Pyspark: SaveTable in windows cannot handle windows path - pyspark

I am trying to save a CSV file using a windows path (with "" instead of "/"). I think it does not works, because of the windows path.
Is this the problem why the code does not works?
Is there a workaround for the problem?
The code:
from pyspark.sql import SparkSession
from pyspark.sql.types import *
from pyspark.sql import Row
def init_spark(appname):
spark = SparkSession.builder.appName(appname).getOrCreate()
sc = spark.sparkContext
return spark,sc
def run_on_configs_spark():
spark,sc = init_spark(appname="bucket_analysis")
p_configs_RDD = sc.parallelize([1,4,5])
p_configs_RDD=p_configs_RDD.map(mul)
schema = StructType([StructField('a', IntegerType()), StructField('b', IntegerType())])
df=spark.createDataFrame(p_configs_RDD,schema)
df.write.saveAsTable(r"C:\Users\yuvalr\Desktop\example_csv",format="csv")
def mul(x):
return (x,x**2)
run_on_configs_spark()
The error code:
Traceback (most recent call last):
File "C:/Users/yuvalr/Desktop/Git_folder/algo_sim/Bucket_analysis/Set_multiple_configurations/run_multiple_configurations.py", line 426, in <module>
analysis()
File "C:/Users/yuvalr/Desktop/Git_folder/algo_sim/Bucket_analysis/Set_multiple_configurations/run_multiple_configurations.py", line 408, in analysis
run_CDH()
File "C:/Users/yuvalr/Desktop/Git_folder/algo_sim/Bucket_analysis/Set_multiple_configurations/run_multiple_configurations.py", line 420, in run_CDH
max_prob_for_extension=None, max_base_size_B=4096,OP_arr=[0.2],
File "C:/Users/yuvalr/Desktop/Git_folder/algo_sim/Bucket_analysis/Set_multiple_configurations/run_multiple_configurations.py", line 173, in settings_print
dic=get_map_of_worst_seq(params)
File "C:/Users/yuvalr/Desktop/Git_folder/algo_sim/Bucket_analysis/Set_multiple_configurations/run_multiple_configurations.py", line 245, in get_map_of_worst_seq
run_over_settings_spark_test(info_obj)
File "C:/Users/yuvalr/Desktop/Git_folder/algo_sim/Bucket_analysis/Set_multiple_configurations/run_multiple_configurations.py", line 239, in run_over_settings_spark_test
run_on_configs_spark(configs)
File "C:\Users\yuvalr\Desktop\Git_folder\algo_sim\Bucket_analysis\Set_multiple_configurations\spark_parallelized_configs.py", line 17, in run_on_configs_spark
df.write.saveAsTable(r"C:\Users\yuvalr\Desktop\example_csv",format="csv")
File "C:\Users\yuvalr\Desktop\spark\Spark\python\pyspark\sql\readwriter.py", line 868, in saveAsTable
self._jwrite.saveAsTable(name)

● Instructions:
a) Reproduce everything in the PySpark thread from "I am trying" down to "does not works?", character for character.
b) How many lines in the rows below contain the string "window", with case taken into account? Reply with the number alone.

● Material for the task:

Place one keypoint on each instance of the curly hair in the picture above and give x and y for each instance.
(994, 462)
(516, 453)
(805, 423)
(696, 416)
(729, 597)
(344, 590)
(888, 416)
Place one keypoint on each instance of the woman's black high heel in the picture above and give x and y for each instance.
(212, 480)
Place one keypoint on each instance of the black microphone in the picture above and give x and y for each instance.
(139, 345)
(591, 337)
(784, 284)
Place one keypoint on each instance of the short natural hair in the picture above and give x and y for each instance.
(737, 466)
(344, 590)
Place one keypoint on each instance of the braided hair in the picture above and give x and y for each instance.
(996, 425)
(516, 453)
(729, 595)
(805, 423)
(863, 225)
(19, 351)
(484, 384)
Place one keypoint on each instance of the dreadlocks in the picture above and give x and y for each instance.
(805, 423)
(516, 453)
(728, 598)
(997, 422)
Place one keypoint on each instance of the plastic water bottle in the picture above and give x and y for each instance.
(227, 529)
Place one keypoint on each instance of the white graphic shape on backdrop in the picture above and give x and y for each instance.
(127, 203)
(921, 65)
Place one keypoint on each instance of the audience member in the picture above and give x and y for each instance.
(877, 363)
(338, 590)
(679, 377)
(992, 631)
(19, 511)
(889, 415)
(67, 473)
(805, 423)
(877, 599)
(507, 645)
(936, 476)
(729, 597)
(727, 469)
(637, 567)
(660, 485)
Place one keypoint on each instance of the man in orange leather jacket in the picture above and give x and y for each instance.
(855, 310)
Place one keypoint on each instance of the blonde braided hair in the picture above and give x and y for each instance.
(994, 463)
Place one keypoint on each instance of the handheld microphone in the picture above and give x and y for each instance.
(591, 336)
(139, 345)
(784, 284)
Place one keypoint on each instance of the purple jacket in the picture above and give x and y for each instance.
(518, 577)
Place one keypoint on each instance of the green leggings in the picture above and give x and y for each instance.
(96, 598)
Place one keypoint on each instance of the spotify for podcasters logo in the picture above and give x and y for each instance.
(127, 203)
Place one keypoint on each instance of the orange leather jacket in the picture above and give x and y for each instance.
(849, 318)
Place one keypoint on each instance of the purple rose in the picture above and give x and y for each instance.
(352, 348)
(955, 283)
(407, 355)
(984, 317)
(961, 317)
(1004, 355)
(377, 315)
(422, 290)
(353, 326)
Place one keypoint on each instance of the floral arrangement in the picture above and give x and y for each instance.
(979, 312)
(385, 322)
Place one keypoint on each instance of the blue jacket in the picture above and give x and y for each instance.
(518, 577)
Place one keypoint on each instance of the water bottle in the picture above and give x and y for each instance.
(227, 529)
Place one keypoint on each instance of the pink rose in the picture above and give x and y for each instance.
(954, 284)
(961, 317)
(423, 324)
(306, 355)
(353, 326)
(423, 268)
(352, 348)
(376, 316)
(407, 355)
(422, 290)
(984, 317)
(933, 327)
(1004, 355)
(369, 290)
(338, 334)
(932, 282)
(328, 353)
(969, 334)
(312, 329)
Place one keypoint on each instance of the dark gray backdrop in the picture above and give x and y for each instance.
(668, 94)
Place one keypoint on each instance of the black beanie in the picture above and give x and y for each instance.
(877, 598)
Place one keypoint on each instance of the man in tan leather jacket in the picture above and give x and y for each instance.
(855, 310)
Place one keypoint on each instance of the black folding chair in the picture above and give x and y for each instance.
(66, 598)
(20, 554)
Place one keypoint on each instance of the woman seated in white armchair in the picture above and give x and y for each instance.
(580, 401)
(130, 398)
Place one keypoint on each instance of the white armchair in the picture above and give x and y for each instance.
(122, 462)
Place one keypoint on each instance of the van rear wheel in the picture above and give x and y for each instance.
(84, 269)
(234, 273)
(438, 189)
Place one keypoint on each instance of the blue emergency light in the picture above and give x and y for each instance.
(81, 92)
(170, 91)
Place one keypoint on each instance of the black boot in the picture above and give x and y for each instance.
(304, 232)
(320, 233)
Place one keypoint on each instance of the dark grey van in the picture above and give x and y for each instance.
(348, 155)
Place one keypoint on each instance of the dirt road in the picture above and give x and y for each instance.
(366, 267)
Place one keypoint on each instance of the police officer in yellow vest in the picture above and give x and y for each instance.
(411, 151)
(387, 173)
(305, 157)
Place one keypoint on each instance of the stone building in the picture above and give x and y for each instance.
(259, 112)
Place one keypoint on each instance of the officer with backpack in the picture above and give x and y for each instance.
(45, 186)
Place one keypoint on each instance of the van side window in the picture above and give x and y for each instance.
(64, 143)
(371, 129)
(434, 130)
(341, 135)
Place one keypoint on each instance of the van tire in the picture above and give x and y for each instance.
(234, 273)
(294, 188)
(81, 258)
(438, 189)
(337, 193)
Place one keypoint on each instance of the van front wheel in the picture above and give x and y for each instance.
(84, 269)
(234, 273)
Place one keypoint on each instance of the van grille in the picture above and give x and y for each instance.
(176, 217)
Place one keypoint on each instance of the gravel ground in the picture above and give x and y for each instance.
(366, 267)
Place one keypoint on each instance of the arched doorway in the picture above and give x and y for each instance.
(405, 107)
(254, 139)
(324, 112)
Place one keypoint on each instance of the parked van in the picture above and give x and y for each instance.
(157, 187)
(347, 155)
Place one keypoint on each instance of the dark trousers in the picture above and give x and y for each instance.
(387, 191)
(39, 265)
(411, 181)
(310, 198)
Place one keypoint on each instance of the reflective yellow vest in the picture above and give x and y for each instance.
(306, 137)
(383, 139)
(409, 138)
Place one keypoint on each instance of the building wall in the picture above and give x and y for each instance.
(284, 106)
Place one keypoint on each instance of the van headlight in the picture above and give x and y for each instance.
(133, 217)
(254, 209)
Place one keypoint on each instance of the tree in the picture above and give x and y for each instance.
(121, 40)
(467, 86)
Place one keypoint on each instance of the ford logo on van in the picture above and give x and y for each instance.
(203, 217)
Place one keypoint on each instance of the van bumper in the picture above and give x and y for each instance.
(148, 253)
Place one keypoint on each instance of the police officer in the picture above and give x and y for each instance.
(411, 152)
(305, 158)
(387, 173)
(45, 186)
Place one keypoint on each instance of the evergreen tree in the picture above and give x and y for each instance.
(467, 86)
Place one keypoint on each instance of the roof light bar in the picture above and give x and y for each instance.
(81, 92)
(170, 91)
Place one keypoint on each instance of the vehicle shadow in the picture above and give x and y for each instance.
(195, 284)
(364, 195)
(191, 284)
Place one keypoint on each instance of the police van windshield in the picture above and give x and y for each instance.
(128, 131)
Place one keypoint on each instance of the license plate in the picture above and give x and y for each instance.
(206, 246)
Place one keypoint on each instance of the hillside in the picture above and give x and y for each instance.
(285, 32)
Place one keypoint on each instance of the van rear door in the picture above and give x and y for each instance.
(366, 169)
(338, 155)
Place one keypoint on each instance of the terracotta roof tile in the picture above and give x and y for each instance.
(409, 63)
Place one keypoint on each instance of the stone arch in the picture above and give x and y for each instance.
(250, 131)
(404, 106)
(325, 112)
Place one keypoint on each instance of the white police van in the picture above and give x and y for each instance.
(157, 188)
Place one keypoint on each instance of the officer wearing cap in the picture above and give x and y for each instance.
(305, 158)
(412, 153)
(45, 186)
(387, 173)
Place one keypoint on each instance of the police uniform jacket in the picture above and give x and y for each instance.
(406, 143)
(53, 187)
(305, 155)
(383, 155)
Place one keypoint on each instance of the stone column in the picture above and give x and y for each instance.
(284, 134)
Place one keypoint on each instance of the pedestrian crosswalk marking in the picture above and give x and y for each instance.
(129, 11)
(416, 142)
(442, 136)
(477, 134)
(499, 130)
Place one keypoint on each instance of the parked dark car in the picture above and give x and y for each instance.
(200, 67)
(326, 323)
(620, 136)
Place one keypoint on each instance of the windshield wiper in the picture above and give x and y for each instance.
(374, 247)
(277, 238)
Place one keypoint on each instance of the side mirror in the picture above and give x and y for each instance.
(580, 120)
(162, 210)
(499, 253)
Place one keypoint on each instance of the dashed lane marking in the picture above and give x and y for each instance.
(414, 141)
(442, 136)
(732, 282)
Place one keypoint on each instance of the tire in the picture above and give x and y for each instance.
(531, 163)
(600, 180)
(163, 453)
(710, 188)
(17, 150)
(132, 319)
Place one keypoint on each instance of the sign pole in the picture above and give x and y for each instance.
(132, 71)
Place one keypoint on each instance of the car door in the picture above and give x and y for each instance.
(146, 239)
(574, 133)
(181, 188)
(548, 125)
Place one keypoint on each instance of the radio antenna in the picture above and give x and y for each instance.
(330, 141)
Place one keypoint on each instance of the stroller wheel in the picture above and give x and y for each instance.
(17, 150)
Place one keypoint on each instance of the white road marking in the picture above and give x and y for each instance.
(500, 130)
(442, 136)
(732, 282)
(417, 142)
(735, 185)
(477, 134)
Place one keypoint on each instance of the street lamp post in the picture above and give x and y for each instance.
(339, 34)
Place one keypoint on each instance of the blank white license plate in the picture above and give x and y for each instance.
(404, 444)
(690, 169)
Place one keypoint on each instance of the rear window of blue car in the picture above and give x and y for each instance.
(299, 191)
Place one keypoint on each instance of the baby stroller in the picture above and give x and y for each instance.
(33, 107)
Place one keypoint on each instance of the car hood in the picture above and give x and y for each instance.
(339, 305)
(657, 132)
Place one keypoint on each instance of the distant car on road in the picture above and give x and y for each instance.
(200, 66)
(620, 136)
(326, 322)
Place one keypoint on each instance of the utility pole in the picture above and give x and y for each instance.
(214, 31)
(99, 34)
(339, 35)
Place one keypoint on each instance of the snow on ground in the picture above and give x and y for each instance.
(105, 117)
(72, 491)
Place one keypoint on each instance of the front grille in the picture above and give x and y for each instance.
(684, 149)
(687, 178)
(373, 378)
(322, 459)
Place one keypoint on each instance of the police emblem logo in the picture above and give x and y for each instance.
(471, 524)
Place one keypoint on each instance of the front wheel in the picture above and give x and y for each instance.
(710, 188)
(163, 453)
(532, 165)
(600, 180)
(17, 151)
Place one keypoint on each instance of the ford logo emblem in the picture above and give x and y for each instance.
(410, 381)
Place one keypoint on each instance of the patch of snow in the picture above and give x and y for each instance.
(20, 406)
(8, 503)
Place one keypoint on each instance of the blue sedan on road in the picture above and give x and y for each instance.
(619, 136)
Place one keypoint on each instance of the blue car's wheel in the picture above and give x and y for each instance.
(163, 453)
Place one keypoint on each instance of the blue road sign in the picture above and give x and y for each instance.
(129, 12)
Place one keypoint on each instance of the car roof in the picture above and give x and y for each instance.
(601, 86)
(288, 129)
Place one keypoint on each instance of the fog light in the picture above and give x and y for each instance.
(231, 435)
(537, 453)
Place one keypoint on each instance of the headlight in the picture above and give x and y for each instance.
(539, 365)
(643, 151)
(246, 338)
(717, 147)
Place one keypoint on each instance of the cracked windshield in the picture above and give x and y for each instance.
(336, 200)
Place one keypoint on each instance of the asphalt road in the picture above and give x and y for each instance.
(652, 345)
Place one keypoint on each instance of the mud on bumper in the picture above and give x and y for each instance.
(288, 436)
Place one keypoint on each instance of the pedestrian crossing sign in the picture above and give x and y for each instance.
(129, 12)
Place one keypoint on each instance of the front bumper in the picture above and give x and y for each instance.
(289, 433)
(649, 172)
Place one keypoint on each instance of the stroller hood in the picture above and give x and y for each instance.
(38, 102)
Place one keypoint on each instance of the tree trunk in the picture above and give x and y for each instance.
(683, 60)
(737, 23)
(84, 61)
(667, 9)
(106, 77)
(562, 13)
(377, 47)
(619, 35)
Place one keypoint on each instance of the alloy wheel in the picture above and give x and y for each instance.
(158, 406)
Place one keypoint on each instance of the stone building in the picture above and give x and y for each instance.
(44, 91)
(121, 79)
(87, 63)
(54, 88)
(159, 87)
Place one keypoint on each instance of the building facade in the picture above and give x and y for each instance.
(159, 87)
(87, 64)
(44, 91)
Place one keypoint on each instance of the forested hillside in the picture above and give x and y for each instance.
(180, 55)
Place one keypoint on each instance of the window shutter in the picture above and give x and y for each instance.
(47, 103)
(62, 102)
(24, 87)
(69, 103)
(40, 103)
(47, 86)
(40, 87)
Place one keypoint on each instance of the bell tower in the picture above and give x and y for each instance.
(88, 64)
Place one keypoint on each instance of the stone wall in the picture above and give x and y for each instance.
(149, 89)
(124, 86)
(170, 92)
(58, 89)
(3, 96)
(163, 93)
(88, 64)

● Solution set:
a)
I am trying to save a CSV file using a windows path (with "" instead of "/"). I think it does not works, because of the windows path.
Is this the problem why the code does not works?

b) 3